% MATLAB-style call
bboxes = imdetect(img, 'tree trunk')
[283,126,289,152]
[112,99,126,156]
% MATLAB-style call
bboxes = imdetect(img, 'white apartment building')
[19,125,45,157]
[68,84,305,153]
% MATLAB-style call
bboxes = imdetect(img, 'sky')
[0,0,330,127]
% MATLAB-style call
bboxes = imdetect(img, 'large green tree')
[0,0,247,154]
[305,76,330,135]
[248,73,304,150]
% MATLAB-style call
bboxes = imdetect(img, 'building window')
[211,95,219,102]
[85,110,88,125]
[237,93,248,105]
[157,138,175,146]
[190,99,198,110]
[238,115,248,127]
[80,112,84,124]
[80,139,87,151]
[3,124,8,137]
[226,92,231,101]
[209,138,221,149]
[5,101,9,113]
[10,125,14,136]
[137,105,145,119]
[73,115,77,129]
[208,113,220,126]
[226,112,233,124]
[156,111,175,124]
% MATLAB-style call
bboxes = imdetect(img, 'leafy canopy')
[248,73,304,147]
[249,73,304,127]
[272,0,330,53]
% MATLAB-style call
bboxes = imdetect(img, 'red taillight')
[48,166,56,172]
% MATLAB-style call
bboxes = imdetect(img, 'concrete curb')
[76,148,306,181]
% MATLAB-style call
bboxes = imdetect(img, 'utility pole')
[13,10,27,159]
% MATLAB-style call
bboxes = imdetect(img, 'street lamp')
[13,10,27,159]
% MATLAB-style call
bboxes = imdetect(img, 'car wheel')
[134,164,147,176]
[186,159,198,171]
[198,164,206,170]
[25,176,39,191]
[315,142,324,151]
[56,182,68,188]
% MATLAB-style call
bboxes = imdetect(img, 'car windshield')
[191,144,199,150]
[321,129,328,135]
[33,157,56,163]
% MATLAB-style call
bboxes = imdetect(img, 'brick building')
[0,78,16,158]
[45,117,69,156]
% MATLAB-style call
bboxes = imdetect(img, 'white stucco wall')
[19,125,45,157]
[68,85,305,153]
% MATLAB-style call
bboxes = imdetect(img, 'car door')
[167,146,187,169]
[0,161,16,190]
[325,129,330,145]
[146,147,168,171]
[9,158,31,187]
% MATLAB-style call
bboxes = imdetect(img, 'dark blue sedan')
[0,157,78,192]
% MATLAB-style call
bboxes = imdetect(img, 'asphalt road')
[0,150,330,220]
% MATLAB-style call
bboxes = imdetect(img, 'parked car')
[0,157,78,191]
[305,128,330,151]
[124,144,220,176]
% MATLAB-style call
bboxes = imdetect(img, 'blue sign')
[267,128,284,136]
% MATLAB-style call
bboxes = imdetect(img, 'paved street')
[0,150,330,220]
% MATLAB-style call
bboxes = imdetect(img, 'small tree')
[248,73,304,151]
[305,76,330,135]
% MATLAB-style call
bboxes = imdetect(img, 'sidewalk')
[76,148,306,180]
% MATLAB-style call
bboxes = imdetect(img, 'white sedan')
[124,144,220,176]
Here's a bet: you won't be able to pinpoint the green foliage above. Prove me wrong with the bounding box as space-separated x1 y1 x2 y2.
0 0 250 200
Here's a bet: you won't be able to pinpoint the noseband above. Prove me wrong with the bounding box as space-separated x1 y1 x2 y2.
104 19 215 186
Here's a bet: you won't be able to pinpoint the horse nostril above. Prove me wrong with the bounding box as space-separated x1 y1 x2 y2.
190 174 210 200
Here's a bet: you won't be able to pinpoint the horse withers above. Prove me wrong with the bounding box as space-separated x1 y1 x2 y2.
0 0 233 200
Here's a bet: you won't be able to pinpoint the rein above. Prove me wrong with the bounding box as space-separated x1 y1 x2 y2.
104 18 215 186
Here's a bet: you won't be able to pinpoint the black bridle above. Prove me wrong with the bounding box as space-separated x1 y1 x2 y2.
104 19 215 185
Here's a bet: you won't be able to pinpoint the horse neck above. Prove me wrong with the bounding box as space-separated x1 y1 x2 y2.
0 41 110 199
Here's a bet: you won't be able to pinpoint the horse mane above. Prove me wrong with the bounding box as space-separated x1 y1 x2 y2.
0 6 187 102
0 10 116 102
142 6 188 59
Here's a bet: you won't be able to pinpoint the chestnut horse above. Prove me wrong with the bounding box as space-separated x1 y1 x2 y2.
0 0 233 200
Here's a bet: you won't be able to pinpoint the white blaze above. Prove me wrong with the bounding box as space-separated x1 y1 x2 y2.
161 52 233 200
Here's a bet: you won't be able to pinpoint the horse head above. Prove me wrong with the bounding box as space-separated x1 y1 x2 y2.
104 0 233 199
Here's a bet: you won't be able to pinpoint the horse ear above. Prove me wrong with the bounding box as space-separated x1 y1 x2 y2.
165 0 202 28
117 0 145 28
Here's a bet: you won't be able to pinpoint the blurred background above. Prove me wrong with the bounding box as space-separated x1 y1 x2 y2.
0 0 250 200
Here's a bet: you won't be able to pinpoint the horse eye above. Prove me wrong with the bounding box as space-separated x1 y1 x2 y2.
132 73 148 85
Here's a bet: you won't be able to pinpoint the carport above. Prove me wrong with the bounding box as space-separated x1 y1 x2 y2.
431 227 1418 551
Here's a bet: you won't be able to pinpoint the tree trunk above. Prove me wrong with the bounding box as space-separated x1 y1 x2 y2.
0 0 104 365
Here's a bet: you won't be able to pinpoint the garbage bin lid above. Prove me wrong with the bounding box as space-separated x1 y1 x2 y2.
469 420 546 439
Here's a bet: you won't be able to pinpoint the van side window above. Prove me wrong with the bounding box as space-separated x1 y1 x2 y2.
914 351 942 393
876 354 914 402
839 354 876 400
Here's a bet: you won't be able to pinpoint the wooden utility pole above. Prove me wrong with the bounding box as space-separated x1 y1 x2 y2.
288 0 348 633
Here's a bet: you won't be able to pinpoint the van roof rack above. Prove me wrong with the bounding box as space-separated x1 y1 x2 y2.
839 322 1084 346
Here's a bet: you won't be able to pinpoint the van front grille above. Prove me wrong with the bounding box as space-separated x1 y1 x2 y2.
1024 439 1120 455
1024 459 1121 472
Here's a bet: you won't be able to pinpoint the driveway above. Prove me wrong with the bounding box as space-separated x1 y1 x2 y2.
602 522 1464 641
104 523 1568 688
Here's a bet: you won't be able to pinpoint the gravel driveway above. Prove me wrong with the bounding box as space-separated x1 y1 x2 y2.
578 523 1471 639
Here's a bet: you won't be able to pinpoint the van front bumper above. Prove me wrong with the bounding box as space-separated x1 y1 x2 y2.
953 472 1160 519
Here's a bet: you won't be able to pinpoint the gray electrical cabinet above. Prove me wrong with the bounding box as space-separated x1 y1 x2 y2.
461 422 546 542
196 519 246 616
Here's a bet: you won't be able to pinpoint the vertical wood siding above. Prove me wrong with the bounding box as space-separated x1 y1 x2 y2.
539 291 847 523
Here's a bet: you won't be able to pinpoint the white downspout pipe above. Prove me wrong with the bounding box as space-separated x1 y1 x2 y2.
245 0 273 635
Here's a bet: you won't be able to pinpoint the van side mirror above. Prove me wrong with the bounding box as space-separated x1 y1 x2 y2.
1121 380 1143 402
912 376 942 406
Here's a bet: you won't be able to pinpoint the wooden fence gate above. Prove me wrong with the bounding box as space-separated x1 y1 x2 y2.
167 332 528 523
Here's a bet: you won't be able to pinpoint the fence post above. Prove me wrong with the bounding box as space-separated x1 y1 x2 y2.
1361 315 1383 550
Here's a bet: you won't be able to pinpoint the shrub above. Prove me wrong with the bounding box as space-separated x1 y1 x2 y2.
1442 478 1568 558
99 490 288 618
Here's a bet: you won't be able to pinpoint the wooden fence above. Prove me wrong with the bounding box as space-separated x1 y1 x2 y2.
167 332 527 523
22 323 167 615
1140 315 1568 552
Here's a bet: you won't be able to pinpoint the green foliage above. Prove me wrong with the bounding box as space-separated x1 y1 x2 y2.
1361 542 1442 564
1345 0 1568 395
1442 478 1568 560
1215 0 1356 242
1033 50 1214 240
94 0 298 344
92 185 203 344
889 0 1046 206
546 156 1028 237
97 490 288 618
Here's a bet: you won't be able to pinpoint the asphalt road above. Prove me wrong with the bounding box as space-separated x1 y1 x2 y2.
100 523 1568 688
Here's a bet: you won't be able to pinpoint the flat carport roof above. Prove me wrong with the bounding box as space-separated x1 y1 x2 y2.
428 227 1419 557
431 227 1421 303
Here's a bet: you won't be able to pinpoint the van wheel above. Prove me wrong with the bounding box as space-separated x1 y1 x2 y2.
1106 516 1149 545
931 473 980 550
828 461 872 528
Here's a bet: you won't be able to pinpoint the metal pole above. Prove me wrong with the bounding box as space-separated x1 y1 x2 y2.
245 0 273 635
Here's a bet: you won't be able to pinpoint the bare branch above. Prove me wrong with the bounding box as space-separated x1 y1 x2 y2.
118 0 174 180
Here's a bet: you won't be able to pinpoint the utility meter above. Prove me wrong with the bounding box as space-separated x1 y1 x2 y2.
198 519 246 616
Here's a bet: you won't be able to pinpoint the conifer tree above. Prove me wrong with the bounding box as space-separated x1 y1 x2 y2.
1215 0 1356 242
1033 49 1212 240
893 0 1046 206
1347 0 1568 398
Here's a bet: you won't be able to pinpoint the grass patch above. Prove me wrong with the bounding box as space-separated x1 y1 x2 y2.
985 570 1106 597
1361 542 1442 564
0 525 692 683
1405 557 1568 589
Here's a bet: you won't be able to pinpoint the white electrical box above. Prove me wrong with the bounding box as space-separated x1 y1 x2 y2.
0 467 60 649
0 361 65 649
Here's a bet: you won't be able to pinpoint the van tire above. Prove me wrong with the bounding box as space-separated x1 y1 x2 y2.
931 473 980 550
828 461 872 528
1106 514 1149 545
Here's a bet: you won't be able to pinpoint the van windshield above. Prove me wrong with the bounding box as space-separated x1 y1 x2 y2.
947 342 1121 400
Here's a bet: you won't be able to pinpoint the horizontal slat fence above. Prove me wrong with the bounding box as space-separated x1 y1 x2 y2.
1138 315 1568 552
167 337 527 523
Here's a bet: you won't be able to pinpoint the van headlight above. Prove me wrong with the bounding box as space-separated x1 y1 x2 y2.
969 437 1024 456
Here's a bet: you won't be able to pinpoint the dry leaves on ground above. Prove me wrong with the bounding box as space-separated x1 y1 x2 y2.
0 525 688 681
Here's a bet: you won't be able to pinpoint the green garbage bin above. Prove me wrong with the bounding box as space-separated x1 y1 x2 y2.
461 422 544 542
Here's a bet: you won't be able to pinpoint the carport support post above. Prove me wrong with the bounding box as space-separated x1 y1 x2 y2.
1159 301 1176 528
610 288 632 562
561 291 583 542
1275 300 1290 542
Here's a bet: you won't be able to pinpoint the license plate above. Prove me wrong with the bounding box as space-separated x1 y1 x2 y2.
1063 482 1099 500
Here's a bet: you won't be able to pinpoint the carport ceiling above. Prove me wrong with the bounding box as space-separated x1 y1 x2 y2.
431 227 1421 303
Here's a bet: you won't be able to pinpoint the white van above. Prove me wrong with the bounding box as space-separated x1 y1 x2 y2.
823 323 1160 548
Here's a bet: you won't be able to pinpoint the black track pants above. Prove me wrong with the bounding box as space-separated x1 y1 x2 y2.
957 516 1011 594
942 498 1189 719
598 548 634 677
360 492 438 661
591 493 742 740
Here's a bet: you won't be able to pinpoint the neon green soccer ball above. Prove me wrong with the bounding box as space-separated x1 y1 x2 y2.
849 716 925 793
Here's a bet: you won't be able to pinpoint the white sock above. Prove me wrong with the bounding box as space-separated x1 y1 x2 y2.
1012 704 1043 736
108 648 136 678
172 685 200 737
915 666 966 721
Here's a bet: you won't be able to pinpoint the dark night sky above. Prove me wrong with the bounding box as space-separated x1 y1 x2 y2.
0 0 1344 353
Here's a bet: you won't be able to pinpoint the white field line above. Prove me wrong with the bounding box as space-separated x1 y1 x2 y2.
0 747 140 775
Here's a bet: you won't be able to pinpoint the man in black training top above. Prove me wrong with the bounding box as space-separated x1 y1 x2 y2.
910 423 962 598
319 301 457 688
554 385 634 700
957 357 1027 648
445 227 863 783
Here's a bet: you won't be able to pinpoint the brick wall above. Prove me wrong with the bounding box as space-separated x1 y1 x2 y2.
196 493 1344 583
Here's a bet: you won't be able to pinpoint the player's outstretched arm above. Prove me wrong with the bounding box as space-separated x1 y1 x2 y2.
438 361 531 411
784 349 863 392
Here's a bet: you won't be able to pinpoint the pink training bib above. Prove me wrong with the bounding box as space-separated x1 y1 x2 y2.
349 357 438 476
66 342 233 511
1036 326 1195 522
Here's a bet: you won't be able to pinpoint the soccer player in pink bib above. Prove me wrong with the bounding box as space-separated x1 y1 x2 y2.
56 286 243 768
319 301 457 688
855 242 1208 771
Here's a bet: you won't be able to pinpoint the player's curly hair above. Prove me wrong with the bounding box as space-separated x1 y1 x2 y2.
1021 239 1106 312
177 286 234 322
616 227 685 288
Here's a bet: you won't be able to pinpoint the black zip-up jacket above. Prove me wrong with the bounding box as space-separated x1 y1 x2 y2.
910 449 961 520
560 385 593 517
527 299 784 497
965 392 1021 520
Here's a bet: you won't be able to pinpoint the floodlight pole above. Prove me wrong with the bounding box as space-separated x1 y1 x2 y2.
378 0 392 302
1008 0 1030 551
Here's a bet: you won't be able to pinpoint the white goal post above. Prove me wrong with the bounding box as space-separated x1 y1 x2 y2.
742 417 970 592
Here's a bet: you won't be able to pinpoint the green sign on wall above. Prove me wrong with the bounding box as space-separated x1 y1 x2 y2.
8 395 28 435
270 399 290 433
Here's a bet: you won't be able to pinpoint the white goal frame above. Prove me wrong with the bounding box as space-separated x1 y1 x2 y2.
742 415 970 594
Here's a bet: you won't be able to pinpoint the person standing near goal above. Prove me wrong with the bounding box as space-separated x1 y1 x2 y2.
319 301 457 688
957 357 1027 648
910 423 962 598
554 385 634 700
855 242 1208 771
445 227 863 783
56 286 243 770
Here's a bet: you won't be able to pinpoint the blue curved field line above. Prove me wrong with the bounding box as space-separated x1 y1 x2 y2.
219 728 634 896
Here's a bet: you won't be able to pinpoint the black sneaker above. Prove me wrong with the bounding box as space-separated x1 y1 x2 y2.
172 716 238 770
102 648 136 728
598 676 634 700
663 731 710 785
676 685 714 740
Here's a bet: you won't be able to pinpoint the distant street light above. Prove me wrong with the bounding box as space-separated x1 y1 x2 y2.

• _Directions_: Convert the stretch of data from the line containing "Here's a bet: you won't be able to pinpoint the blue" through the end of the data into a numbered list, omitting any blank lines.

• _Solution_:
1. Here's a bet: you won't be able to pinpoint the blue curved field line above. Prove me wrong with the bounding box as space-separated x1 y1 x2 y2.
2. 219 728 634 896
3. Here's a bet: you won't be able to pinpoint the black sneaker above. Prove me wrong with the bounding box as space-separated x1 y1 x2 y2.
4. 172 716 238 770
5. 102 648 136 728
6. 598 676 634 700
7. 663 731 710 785
8. 676 685 714 740
9. Here's a bet: you won't be able to pinpoint the distant street light above. Prove me wrong with the bounding box as space-separated x1 y1 x2 y2.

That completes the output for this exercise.